What to do:
The lines of the records that include "pump" should all be copied.

┌─ Provided records

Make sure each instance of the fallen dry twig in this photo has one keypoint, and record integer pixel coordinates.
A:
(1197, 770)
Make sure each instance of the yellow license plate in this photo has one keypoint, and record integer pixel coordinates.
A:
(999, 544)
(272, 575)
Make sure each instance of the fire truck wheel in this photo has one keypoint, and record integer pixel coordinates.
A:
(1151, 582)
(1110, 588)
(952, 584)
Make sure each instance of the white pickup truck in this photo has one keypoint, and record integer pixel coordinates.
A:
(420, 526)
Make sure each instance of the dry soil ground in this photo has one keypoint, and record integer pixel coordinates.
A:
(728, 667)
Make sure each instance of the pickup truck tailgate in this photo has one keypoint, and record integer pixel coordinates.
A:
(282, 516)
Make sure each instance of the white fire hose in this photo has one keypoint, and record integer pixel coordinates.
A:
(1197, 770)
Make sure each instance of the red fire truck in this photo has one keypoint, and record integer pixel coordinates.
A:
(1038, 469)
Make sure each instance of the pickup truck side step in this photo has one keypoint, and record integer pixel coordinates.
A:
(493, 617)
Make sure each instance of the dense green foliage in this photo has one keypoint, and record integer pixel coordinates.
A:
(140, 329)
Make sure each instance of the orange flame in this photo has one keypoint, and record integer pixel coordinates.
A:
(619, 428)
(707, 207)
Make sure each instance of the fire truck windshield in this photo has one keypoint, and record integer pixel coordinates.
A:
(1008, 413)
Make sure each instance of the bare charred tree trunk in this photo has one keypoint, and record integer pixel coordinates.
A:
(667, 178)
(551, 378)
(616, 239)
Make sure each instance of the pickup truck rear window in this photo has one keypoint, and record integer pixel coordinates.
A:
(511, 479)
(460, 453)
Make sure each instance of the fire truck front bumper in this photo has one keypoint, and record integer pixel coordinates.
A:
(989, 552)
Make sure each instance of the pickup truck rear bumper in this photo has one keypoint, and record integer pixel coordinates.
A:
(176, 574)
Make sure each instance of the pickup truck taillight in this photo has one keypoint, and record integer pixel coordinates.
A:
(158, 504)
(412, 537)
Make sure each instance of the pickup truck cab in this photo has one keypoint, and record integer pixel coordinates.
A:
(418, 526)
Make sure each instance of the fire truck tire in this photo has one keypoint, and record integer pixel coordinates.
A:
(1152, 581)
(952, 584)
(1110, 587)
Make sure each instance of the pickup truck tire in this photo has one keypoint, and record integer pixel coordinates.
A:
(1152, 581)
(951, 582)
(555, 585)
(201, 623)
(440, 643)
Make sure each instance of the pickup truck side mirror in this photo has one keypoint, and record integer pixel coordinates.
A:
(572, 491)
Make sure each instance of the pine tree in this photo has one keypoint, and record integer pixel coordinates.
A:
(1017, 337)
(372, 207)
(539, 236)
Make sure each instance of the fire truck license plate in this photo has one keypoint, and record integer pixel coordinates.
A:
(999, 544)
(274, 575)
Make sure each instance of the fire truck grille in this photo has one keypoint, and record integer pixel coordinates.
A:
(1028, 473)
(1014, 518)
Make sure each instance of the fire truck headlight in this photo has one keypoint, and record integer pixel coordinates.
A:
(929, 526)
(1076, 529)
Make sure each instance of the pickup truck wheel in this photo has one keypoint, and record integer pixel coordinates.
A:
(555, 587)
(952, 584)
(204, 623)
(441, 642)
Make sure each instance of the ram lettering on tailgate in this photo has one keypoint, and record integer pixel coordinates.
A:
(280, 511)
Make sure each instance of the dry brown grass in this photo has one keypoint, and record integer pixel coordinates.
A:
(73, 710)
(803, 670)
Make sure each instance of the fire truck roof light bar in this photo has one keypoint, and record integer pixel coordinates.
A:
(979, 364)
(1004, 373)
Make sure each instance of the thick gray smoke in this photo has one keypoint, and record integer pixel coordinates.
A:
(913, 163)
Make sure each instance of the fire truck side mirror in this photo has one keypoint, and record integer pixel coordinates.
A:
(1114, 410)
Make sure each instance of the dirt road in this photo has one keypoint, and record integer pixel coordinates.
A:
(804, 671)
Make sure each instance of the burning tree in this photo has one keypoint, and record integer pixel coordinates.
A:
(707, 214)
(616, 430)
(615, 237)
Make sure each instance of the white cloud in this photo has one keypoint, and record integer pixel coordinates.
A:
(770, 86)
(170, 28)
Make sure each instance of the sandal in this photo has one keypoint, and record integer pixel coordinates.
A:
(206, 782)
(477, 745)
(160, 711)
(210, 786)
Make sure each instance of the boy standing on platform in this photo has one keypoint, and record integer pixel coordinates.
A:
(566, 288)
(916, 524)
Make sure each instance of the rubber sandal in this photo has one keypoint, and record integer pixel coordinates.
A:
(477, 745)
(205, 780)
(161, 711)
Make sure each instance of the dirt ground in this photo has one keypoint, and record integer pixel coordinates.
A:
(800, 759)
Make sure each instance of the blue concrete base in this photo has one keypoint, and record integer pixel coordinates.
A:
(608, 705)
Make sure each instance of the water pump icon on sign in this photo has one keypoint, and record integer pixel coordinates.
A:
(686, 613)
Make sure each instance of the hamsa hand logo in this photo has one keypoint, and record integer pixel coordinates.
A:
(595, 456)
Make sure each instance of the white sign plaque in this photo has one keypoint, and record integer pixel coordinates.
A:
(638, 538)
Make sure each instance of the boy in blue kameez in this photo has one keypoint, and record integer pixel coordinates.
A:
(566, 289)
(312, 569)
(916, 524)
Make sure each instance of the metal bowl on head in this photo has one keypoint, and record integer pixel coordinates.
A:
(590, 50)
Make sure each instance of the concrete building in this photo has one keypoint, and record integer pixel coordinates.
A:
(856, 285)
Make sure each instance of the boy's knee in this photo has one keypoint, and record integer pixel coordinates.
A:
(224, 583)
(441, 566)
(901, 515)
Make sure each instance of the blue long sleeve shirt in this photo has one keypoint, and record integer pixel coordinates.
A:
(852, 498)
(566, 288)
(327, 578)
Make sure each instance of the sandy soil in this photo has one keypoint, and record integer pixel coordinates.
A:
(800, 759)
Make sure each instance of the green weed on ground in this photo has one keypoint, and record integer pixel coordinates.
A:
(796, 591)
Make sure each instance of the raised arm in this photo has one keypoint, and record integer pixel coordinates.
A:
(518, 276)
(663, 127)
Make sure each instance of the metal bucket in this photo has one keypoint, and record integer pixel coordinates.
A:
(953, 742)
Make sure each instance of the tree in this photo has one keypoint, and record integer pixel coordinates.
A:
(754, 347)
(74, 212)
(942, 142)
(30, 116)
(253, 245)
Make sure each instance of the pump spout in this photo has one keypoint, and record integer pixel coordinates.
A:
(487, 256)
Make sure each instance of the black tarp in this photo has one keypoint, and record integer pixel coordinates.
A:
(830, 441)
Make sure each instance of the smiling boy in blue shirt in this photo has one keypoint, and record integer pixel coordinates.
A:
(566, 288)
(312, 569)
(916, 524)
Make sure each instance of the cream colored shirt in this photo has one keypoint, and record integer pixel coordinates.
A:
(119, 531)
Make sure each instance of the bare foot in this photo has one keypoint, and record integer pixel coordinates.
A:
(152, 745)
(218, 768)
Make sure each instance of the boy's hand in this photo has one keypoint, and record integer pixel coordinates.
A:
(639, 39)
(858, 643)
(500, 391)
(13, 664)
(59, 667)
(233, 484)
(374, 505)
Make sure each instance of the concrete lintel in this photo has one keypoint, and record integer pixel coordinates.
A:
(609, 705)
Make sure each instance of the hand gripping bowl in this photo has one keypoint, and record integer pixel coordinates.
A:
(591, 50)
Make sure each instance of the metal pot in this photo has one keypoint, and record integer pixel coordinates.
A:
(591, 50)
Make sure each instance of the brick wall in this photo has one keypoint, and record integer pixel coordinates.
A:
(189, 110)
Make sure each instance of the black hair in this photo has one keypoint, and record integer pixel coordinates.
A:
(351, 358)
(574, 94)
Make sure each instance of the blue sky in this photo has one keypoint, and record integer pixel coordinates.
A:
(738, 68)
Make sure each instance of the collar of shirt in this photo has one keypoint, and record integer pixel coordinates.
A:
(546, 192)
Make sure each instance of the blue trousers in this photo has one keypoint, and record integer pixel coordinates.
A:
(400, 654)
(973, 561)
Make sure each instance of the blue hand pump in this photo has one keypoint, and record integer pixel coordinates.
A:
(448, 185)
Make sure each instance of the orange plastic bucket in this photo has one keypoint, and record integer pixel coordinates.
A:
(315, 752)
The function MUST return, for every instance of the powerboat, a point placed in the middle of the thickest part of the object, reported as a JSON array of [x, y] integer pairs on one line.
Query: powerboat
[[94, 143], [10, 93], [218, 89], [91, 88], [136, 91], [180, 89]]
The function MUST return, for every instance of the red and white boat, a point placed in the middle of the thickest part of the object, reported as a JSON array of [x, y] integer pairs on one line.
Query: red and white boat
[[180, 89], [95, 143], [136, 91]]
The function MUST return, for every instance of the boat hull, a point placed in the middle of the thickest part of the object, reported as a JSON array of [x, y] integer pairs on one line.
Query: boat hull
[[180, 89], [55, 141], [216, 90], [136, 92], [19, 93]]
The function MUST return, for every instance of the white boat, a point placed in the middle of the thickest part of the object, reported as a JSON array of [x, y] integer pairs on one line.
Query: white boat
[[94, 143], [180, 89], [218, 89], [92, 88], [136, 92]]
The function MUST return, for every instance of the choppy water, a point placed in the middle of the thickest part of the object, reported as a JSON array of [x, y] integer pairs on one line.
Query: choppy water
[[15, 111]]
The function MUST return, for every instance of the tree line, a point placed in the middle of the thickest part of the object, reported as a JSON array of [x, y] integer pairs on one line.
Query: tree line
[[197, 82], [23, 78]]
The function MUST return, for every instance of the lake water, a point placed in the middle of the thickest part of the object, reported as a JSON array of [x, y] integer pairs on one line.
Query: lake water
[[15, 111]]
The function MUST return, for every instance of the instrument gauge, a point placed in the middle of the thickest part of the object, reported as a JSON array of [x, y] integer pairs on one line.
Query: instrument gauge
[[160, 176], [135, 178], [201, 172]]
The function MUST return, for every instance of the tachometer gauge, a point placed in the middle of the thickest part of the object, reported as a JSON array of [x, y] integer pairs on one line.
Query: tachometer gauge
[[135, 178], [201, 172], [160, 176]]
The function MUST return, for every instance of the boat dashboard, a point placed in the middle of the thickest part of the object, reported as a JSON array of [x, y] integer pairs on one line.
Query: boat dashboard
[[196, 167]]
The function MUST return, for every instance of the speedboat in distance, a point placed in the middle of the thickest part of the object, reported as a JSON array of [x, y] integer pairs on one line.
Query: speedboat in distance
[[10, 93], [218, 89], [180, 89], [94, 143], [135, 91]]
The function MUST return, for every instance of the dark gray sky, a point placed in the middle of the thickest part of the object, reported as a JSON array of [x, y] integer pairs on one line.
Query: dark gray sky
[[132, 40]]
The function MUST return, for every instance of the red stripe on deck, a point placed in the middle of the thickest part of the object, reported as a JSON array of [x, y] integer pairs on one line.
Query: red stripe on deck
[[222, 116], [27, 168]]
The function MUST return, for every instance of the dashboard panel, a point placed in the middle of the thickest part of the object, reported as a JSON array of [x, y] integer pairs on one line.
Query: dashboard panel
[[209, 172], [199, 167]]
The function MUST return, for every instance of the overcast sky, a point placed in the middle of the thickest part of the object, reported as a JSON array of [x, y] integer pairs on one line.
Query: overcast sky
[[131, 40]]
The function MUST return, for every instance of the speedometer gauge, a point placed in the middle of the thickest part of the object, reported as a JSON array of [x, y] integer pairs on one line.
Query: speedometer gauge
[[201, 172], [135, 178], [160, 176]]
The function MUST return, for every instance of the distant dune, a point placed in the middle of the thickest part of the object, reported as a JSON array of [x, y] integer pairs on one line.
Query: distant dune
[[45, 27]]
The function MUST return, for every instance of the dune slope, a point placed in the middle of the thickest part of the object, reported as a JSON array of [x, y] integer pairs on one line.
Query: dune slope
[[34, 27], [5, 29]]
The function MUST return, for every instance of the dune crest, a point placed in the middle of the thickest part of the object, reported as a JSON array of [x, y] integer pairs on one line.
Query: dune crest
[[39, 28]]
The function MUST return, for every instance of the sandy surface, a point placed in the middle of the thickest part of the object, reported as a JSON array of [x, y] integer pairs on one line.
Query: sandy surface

└─

Answer box:
Make sure each instance of the water pump icon on sign in this photo has one keypoint, and record integer pixel coordinates.
Make sure each instance of the pump spout in this photo has one keypoint, and record integer pixel coordinates.
Make sure each instance of the blue hand pump in this photo has one keypoint, and record integer pixel coordinates.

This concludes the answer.